- _Region labeling items_

+++++

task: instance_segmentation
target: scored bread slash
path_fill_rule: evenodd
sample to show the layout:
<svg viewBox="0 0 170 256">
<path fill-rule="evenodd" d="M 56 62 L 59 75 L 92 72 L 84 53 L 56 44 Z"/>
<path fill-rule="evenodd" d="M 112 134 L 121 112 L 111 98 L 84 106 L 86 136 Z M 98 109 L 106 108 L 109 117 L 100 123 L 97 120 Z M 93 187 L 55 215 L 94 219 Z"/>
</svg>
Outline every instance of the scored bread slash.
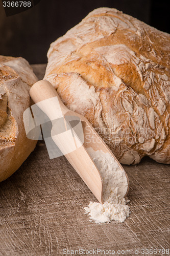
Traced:
<svg viewBox="0 0 170 256">
<path fill-rule="evenodd" d="M 56 112 L 57 112 L 58 110 L 59 112 L 61 112 L 58 118 L 61 117 L 61 115 L 64 117 L 66 131 L 63 132 L 63 134 L 61 133 L 56 135 L 55 131 L 52 129 L 52 138 L 99 201 L 101 203 L 104 202 L 103 181 L 99 170 L 86 150 L 86 148 L 89 147 L 92 148 L 95 152 L 102 151 L 104 153 L 109 154 L 114 159 L 120 172 L 122 173 L 122 177 L 124 178 L 126 177 L 125 181 L 127 185 L 123 195 L 126 196 L 128 191 L 129 182 L 125 170 L 86 118 L 68 110 L 62 102 L 54 88 L 47 81 L 41 80 L 35 83 L 30 89 L 30 94 L 34 102 L 38 105 L 39 108 L 51 120 L 57 118 L 57 113 Z M 56 97 L 60 109 L 56 109 L 55 112 L 54 104 L 48 103 L 46 100 L 52 98 L 55 99 Z M 71 124 L 72 122 L 71 126 L 72 127 L 74 126 L 74 123 L 76 121 L 78 122 L 78 118 L 81 120 L 81 125 L 77 130 L 74 127 L 69 130 L 68 123 Z M 60 128 L 60 125 L 58 125 L 59 123 L 57 123 L 57 130 Z M 83 134 L 83 140 L 81 138 L 81 128 Z M 74 142 L 75 142 L 74 145 L 76 145 L 76 148 L 74 147 Z"/>
</svg>

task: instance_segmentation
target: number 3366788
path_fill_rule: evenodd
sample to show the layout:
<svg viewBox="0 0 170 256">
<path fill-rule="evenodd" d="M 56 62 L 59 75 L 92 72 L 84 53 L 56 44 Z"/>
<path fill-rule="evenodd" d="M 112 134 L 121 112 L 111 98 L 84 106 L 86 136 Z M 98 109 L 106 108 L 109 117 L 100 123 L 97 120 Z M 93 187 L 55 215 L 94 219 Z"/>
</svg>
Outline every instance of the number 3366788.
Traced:
<svg viewBox="0 0 170 256">
<path fill-rule="evenodd" d="M 31 2 L 9 2 L 3 1 L 4 7 L 31 7 Z"/>
</svg>

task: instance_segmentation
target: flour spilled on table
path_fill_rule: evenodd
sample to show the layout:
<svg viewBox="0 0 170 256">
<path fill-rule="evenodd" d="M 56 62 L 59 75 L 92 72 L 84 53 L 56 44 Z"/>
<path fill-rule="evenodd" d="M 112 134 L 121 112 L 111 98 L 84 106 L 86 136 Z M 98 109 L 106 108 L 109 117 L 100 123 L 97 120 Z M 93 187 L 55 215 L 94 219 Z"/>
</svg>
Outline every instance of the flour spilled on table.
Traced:
<svg viewBox="0 0 170 256">
<path fill-rule="evenodd" d="M 84 207 L 86 214 L 96 223 L 110 222 L 115 220 L 124 222 L 129 216 L 130 210 L 124 196 L 128 183 L 126 174 L 109 153 L 101 150 L 94 151 L 92 147 L 86 148 L 101 175 L 103 182 L 104 202 L 90 202 Z"/>
</svg>

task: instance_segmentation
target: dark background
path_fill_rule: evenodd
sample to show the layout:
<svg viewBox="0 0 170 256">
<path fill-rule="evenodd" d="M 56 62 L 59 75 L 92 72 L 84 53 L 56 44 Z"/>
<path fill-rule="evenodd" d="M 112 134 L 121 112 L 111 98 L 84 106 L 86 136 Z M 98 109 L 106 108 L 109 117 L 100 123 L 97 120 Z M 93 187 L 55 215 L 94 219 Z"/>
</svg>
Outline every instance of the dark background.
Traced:
<svg viewBox="0 0 170 256">
<path fill-rule="evenodd" d="M 18 0 L 19 1 L 19 0 Z M 115 8 L 170 33 L 169 2 L 158 0 L 41 0 L 7 17 L 0 0 L 0 54 L 47 62 L 50 44 L 98 7 Z"/>
</svg>

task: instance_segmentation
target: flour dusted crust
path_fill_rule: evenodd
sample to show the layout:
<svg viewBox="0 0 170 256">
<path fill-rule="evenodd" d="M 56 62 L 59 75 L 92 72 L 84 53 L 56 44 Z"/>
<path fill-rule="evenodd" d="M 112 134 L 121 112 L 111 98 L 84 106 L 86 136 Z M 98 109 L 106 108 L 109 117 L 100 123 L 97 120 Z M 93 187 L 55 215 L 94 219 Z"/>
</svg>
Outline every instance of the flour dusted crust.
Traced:
<svg viewBox="0 0 170 256">
<path fill-rule="evenodd" d="M 25 59 L 0 55 L 0 181 L 15 172 L 35 147 L 37 141 L 27 138 L 22 115 L 37 81 Z"/>
<path fill-rule="evenodd" d="M 169 34 L 101 8 L 51 44 L 44 79 L 122 163 L 169 164 Z"/>
</svg>

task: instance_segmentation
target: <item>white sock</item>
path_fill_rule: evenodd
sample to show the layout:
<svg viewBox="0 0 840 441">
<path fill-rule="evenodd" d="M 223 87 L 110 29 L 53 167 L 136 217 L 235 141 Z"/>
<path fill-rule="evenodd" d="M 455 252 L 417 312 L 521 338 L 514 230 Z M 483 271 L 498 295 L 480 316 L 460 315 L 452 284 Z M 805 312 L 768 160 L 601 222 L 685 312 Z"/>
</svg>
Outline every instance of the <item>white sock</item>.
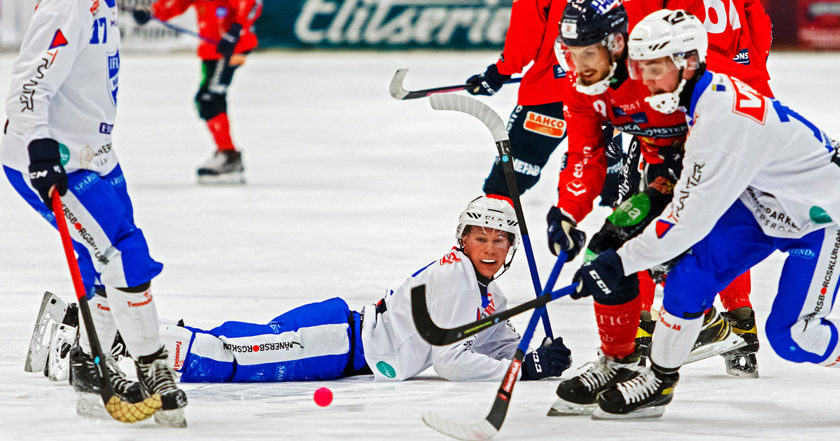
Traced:
<svg viewBox="0 0 840 441">
<path fill-rule="evenodd" d="M 125 347 L 134 360 L 160 349 L 157 310 L 151 288 L 143 292 L 126 292 L 107 287 L 111 314 L 119 328 Z"/>
<path fill-rule="evenodd" d="M 650 361 L 664 368 L 679 368 L 688 358 L 702 328 L 702 314 L 697 318 L 682 318 L 662 308 L 650 344 Z"/>
</svg>

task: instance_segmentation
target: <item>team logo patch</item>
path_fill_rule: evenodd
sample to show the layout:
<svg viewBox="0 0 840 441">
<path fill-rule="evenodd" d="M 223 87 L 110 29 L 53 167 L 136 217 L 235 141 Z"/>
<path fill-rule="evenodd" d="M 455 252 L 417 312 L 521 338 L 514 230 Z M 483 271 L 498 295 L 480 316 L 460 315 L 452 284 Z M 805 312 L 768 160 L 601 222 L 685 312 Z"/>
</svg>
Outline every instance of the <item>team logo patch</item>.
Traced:
<svg viewBox="0 0 840 441">
<path fill-rule="evenodd" d="M 672 227 L 674 227 L 674 224 L 668 221 L 664 221 L 662 219 L 657 220 L 656 237 L 662 239 L 663 236 L 664 236 L 665 234 L 668 234 L 669 231 L 670 231 Z"/>
<path fill-rule="evenodd" d="M 108 55 L 108 86 L 111 103 L 117 107 L 118 79 L 119 77 L 119 50 Z"/>
<path fill-rule="evenodd" d="M 55 29 L 55 34 L 53 34 L 52 42 L 50 43 L 50 47 L 47 48 L 47 50 L 66 45 L 67 39 L 64 38 L 64 34 L 61 33 L 61 29 Z"/>
<path fill-rule="evenodd" d="M 563 138 L 566 135 L 566 122 L 559 118 L 528 112 L 526 114 L 524 128 L 529 132 L 533 132 L 551 138 Z"/>
</svg>

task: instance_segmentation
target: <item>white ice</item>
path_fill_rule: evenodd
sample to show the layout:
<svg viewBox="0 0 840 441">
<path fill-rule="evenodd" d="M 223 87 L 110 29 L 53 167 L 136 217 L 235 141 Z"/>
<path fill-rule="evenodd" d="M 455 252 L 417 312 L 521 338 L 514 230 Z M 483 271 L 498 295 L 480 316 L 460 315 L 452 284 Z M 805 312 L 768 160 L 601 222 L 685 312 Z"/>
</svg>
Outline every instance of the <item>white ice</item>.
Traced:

+++++

- _The exercise_
Locate each line above that contains the word "flour" and copy every such line.

- _Correct result_
target: flour spilled on table
Outline every instance of the flour spilled on table.
target: flour dusted crust
Outline every instance of the flour dusted crust.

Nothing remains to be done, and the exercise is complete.